WHAT TO DO ▸ Pull out every line in the records below that contains the word "green", and copy each of those lines in full.
─── ROWS
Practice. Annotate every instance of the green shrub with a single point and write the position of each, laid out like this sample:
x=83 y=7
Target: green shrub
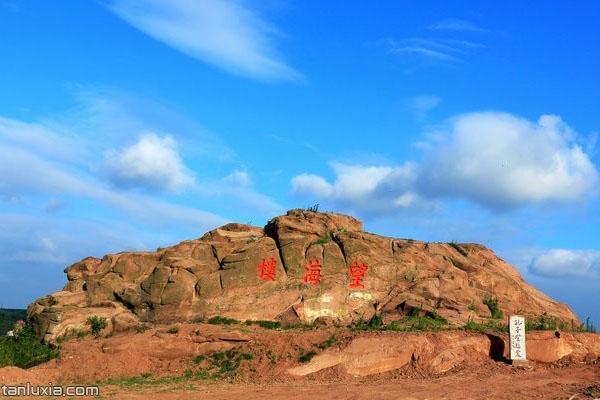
x=313 y=208
x=493 y=325
x=306 y=357
x=199 y=359
x=8 y=317
x=218 y=320
x=411 y=275
x=264 y=324
x=417 y=323
x=96 y=324
x=492 y=304
x=375 y=323
x=542 y=323
x=326 y=238
x=24 y=350
x=458 y=248
x=328 y=343
x=587 y=326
──────
TASK RESPONSE ▸
Practice. Annotate every instance of the green shrub with a single point and write the position of each, laid out like this sample:
Target: green shrub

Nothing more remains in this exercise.